Document segment ::
↓

Trustees lack valuation knowledge. According to the court, the structure of the transactions was rife with conflicts of interest, starting with the composition of the board of trustees. It included the owner-seller and two lay trustees, one of whom worked directly for the owner, as did her husband. She later testified that she always considered the owner’s and the company’s interests, even when acting on behalf of the ESOP. The other trustee was a CPA who considered the owner-seller a friend and noted he was a major client of her firm. She later said she was concerned about the owner’s interests, but those concerns were secondary to the concerns for the ESOT.

What’s more, the court observed, both lay trustees, although “decent people” and “certainly likable,” lacked the understanding of business valuation necessary to challenge the appraiser’s calculations. The employee trustee said so in writing and from the get-go voiced doubts about her ability to serve as trustee. The CPA trustee had an MBA and stronger qualifications, but she also did not understand the appraiser’s valuation methods to the degree that she could challenge his decisions and conclusions. Frequently, both trustees turned to the owner and his lawyer, asking for guidance on ESOP-related questions, including issues such as “accounting adjustments made for ‘valuation purposes.’”

↑

Provided data ::
↓

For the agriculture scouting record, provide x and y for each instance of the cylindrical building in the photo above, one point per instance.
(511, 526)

↑

According to the passage on the ESOP trustees, whom did both lay trustees frequently ask for guidance on ESOP-related questions?

The owner and his lawyer.